→ GOAL OF THE EXERCISE
Reproduce the rows between the lines holding "task: provide the mask of every instance of the blurred green" and "1), (0, 348)]]", inclusive, including their requests. Scale every coordinate in the outline answers by 2.2, rounded to whole numbers with halves going up, and leave the requests and their sample coordinates unchanged.

→ Contour labeling rows

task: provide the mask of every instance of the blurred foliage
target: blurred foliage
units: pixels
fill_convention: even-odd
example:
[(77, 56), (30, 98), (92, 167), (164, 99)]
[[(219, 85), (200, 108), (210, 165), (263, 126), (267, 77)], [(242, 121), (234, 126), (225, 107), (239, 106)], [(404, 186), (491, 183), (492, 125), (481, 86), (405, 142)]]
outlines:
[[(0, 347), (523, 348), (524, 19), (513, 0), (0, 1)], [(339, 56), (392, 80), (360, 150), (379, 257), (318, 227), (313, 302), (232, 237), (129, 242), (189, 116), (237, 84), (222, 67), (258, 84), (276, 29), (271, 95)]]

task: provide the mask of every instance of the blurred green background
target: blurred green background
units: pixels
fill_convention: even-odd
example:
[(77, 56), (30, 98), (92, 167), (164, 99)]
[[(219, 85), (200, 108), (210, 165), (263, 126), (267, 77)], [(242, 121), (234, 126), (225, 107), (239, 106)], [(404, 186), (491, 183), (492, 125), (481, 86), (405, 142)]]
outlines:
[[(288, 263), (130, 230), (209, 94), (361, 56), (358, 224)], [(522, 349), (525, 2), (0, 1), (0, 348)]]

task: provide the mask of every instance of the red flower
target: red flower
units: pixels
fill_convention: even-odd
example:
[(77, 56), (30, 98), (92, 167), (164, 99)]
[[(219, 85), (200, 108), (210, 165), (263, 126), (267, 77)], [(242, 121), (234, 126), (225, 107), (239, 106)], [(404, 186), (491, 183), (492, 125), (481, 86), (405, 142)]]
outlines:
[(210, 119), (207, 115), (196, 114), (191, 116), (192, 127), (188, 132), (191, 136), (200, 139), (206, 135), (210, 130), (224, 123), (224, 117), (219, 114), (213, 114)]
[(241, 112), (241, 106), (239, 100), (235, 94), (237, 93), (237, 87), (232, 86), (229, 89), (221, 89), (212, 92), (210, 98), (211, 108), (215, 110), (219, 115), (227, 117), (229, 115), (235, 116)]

→ COMPLETE ANSWER
task: provide the mask of every instance of the blurred green background
target: blurred green background
units: pixels
fill_convention: even-odd
example:
[(77, 56), (30, 98), (92, 167), (164, 99)]
[[(219, 85), (200, 108), (210, 165), (263, 126), (267, 77)], [(242, 121), (234, 126), (225, 107), (239, 106)], [(404, 186), (491, 183), (492, 125), (481, 86), (405, 142)]]
outlines:
[[(634, 579), (286, 506), (460, 207), (794, 123), (788, 493)], [(1148, 768), (1155, 4), (0, 2), (0, 766)]]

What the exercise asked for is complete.